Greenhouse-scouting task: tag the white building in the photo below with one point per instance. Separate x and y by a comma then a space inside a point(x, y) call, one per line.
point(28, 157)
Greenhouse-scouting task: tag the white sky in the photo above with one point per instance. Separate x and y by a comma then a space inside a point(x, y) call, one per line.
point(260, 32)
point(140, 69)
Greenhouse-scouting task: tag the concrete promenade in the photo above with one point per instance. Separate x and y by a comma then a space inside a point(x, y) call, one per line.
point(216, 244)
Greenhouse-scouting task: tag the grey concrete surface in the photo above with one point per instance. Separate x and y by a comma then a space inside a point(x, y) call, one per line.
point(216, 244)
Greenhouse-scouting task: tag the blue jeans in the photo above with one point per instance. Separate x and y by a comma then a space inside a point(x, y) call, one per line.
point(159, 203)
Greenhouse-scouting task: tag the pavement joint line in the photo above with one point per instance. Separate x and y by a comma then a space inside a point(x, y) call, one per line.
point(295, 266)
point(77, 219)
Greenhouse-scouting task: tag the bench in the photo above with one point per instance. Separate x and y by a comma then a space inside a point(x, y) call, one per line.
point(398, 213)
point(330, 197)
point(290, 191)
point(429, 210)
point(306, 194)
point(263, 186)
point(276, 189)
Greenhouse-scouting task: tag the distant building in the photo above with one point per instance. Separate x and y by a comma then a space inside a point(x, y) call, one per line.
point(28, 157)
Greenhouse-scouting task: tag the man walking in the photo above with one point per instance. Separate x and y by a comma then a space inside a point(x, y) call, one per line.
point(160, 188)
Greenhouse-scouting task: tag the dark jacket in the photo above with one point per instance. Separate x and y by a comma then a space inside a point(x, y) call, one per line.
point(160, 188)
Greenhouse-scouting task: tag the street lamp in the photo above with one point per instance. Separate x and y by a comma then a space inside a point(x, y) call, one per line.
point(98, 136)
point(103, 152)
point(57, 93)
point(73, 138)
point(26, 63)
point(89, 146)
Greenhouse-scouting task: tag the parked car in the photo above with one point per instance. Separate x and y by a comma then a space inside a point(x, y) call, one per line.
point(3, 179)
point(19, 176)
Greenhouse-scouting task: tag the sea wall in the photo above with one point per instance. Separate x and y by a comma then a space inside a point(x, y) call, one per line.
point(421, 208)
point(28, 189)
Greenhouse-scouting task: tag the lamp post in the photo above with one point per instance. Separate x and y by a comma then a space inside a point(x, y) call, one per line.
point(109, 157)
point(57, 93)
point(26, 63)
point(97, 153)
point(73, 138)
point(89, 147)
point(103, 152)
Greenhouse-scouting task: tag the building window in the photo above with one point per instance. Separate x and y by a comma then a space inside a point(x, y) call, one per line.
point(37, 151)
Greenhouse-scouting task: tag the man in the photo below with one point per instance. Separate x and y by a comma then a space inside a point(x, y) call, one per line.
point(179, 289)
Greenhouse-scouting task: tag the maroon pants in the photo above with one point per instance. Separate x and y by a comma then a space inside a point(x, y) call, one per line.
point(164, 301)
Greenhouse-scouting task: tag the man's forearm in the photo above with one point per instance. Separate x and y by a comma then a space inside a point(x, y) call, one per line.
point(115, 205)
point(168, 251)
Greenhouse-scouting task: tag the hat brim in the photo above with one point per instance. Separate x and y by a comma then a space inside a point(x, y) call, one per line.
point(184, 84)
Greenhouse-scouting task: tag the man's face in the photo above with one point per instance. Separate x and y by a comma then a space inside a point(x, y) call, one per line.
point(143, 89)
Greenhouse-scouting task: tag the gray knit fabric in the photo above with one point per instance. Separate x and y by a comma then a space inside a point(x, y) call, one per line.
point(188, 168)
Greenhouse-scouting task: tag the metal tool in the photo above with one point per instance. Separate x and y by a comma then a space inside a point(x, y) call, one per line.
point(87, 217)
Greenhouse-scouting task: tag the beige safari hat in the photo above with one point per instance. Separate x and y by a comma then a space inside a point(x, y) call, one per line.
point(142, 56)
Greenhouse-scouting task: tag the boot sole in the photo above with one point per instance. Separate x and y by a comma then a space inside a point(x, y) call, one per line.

## What is expected
Render every line above as a JSON list of strings, one string per line, leaving out any blank lines.

## Task answer
[
  "Greenhouse-scouting task: tag the white building in the photo below with one point per instance. Separate x and y by a comma then a space inside a point(x, y) call, one per line.",
  "point(28, 157)",
  "Greenhouse-scouting task: tag the white sky in the photo above with one point per instance. Separate x and y by a comma then a space inside a point(x, y) call, one per line.",
  "point(260, 32)",
  "point(140, 69)",
  "Greenhouse-scouting task: tag the concrete promenade in the photo above with one point per instance. Separate x and y by a comma then a space inside a point(x, y) call, one per line.",
  "point(216, 244)",
  "Greenhouse-scouting task: tag the grey concrete surface in the photo above with one point per instance. Separate x and y by a comma then a space inside a point(x, y) call, one per line.",
  "point(216, 244)",
  "Greenhouse-scouting task: tag the blue jeans in the photo above with one point per instance. Separate x and y by a comma then a space inside a point(x, y) call, one per line.",
  "point(159, 203)",
  "Greenhouse-scouting task: tag the pavement joint line in the photo above with one point per instance. Separate x and y by a comma then a space inside a point(x, y) call, one per line.",
  "point(295, 266)",
  "point(77, 219)",
  "Greenhouse-scouting task: tag the bench in the photo above with one point per instance. Separate x and y by a comma then a space inside a point(x, y) call, one per line.",
  "point(398, 213)",
  "point(330, 197)",
  "point(290, 191)",
  "point(429, 210)",
  "point(306, 194)",
  "point(263, 186)",
  "point(276, 189)",
  "Greenhouse-scouting task: tag the distant building in the photo above with one point per instance. Separate x and y by a comma then a space inside a point(x, y) call, one per line.",
  "point(28, 157)",
  "Greenhouse-scouting task: tag the man walking in the photo above with one point per instance. Separate x and y by a comma then a space inside a point(x, y) call, one per line.",
  "point(160, 188)",
  "Greenhouse-scouting task: tag the dark jacket in the photo above with one point per instance. Separate x and y by a comma then a space inside a point(x, y) call, one per line.",
  "point(160, 188)",
  "Greenhouse-scouting task: tag the street lamp in the photo above with one point per instance. Separate x and y by a comma then a space inside a point(x, y) call, one per line.",
  "point(98, 136)",
  "point(103, 152)",
  "point(57, 93)",
  "point(73, 138)",
  "point(26, 63)",
  "point(89, 146)",
  "Greenhouse-scouting task: tag the parked car in the photo above with one point per instance. Separate x and y by a comma then a space inside a point(x, y) call, one per line.",
  "point(3, 179)",
  "point(19, 176)",
  "Greenhouse-scouting task: tag the sea wall in the photo above with one point per instance. Separate x and y by a comma then a space inside a point(x, y) call, one per line.",
  "point(421, 208)",
  "point(28, 189)",
  "Greenhouse-scouting task: tag the lamp post in the photo above with one point per instance. Separate x and y by a comma then a space inside a point(x, y) call, one per line.",
  "point(109, 157)",
  "point(57, 93)",
  "point(26, 63)",
  "point(97, 153)",
  "point(73, 138)",
  "point(89, 147)",
  "point(103, 152)",
  "Greenhouse-scouting task: tag the building window in the photo above with one point per instance. Separate x and y by a comma then a space inside a point(x, y) call, one per line.",
  "point(37, 151)",
  "Greenhouse-scouting task: tag the man in the photo below with one point per instance. Separate x and y by a comma then a space inside a point(x, y) call, one per line.",
  "point(179, 289)",
  "Greenhouse-scouting task: tag the maroon pants in the photo above with one point per instance. Separate x and y by a comma then a space inside a point(x, y) call, one per line.",
  "point(164, 301)",
  "Greenhouse-scouting task: tag the man's forearm in the photo above with one point per instance. Separate x and y by a comma then a space inside a point(x, y) call, one per line.",
  "point(115, 205)",
  "point(168, 251)",
  "Greenhouse-scouting task: tag the hat brim in the photo above with one point per instance. Separate x and y by a comma then a space inside a point(x, y) call, one per line.",
  "point(184, 84)",
  "Greenhouse-scouting task: tag the man's face in the photo above with one point per instance. Separate x and y by a comma then a space inside a point(x, y) call, one per line.",
  "point(143, 89)",
  "Greenhouse-scouting task: tag the gray knit fabric in the photo above with one point per instance. Separate x and y by a comma then a space inside a point(x, y) call, one per line.",
  "point(188, 168)",
  "Greenhouse-scouting task: tag the metal tool in the photo above with one point per instance. Separate x and y by a comma then a space inside a point(x, y) call, one per line.",
  "point(87, 217)",
  "Greenhouse-scouting task: tag the beige safari hat in the photo above with one point per instance. Separate x and y by a comma then a space inside a point(x, y) call, one per line.",
  "point(142, 56)",
  "Greenhouse-scouting task: tag the boot sole in the photo above with one point per instance. Separate x and y by a comma then a space inside a point(x, y) call, one per line."
]